• [RECORDS PROVIDED]:
<<<<

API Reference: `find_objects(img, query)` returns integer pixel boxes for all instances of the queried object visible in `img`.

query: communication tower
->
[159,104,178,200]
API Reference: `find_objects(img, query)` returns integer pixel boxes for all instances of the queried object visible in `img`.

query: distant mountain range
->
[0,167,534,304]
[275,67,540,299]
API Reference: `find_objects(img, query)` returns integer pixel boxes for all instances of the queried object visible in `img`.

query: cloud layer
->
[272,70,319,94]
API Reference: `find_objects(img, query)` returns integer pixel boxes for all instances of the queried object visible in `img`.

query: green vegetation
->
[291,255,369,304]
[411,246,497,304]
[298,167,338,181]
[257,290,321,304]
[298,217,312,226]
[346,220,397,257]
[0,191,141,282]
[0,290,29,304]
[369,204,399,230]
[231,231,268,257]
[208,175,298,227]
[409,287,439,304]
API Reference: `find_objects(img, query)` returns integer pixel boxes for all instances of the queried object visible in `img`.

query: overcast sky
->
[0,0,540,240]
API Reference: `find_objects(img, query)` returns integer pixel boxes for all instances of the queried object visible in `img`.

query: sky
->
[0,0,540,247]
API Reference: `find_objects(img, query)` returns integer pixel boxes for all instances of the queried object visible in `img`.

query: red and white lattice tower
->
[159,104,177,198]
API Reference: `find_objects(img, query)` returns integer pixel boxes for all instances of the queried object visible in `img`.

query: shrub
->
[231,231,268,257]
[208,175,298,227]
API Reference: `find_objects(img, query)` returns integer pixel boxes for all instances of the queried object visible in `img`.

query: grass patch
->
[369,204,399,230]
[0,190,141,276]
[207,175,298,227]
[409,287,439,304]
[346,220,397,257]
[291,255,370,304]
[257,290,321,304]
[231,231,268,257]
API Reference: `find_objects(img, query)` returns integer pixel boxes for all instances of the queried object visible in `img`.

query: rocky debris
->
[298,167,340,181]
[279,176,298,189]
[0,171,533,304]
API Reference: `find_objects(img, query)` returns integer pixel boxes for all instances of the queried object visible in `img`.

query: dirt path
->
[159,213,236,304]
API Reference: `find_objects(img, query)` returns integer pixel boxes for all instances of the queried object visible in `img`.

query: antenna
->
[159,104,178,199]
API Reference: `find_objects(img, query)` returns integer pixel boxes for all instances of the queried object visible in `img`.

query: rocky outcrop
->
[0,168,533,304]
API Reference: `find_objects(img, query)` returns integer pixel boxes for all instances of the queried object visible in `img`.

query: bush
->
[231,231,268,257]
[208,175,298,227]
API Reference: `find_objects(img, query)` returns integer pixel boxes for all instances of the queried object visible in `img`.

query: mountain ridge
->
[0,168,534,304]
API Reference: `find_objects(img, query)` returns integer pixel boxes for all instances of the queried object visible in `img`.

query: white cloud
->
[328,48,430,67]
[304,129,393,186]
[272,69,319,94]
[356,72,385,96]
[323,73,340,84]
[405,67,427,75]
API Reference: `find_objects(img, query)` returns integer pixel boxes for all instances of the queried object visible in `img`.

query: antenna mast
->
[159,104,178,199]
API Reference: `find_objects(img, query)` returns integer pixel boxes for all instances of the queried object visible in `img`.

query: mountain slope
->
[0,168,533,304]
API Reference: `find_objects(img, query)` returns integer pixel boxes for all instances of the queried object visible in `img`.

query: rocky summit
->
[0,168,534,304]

>>>>

• [GOAL]: How many lines in the items above contain the string "white"? Reply with the number alone.

• [RESULT OF THIS TASK]: 2